**What you will do**
Reproduce the records verbatim, beginning at the line that contains "Q: Locate the white cloud" and continuing through the last line of the records, both ends included.

**Data for the task**
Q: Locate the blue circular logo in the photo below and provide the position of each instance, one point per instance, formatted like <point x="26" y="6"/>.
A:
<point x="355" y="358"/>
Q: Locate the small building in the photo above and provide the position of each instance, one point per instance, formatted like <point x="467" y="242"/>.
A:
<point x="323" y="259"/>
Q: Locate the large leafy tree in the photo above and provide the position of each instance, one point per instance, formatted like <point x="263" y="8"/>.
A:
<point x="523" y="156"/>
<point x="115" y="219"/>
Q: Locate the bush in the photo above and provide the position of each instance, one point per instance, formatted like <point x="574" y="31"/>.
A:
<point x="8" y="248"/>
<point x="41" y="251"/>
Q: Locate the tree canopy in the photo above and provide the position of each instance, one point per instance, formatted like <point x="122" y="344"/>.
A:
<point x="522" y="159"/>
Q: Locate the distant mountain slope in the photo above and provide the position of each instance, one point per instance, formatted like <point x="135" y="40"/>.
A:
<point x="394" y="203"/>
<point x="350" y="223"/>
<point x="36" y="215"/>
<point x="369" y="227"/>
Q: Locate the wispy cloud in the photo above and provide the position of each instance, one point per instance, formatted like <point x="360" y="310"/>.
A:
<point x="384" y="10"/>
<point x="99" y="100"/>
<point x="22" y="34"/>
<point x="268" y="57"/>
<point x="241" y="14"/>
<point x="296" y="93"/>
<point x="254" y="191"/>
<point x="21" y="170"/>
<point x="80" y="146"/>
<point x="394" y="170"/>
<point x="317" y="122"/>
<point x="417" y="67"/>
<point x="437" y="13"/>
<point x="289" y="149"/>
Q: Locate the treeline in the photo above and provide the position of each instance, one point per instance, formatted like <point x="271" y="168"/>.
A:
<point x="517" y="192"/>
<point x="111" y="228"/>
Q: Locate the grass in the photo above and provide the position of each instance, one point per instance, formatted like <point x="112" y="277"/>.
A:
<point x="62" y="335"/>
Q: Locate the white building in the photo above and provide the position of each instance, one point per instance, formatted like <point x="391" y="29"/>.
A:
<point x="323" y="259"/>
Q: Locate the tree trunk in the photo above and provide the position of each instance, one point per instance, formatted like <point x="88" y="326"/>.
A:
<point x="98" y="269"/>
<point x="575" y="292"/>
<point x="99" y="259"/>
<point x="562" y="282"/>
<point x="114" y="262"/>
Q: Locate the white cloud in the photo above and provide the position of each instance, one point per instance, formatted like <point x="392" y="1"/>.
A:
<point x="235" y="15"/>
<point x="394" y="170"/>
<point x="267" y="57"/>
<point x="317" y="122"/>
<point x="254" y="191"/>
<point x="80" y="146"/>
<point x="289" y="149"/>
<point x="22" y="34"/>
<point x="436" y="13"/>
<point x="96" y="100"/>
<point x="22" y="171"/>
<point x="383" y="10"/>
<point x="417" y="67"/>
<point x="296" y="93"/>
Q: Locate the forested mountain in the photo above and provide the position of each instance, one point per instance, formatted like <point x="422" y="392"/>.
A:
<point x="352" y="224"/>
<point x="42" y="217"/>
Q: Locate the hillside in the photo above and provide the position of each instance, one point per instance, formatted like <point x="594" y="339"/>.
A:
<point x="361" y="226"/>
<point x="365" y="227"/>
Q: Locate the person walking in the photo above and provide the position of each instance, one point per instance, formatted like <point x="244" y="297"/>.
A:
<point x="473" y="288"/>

**Output below**
Q: Locate the white cloud in the photo above and provide the position of each instance, one point per instance, formatted like <point x="392" y="1"/>.
A:
<point x="235" y="15"/>
<point x="394" y="170"/>
<point x="267" y="57"/>
<point x="317" y="122"/>
<point x="254" y="191"/>
<point x="80" y="146"/>
<point x="289" y="149"/>
<point x="22" y="34"/>
<point x="436" y="13"/>
<point x="96" y="100"/>
<point x="22" y="171"/>
<point x="383" y="10"/>
<point x="417" y="67"/>
<point x="296" y="93"/>
Q: Locate the forested mountain in the photo above and provide the position of each instance, one point per instance, formatted like <point x="422" y="392"/>.
A:
<point x="352" y="224"/>
<point x="42" y="217"/>
Q: Locate the hillside in the photo above and provide the position of each instance, one point per instance, formatted like <point x="594" y="339"/>.
A:
<point x="361" y="226"/>
<point x="365" y="227"/>
Q: Locate the person walking in the photo above and provide the position of each instance, one point per instance, formatted like <point x="244" y="297"/>.
A:
<point x="473" y="288"/>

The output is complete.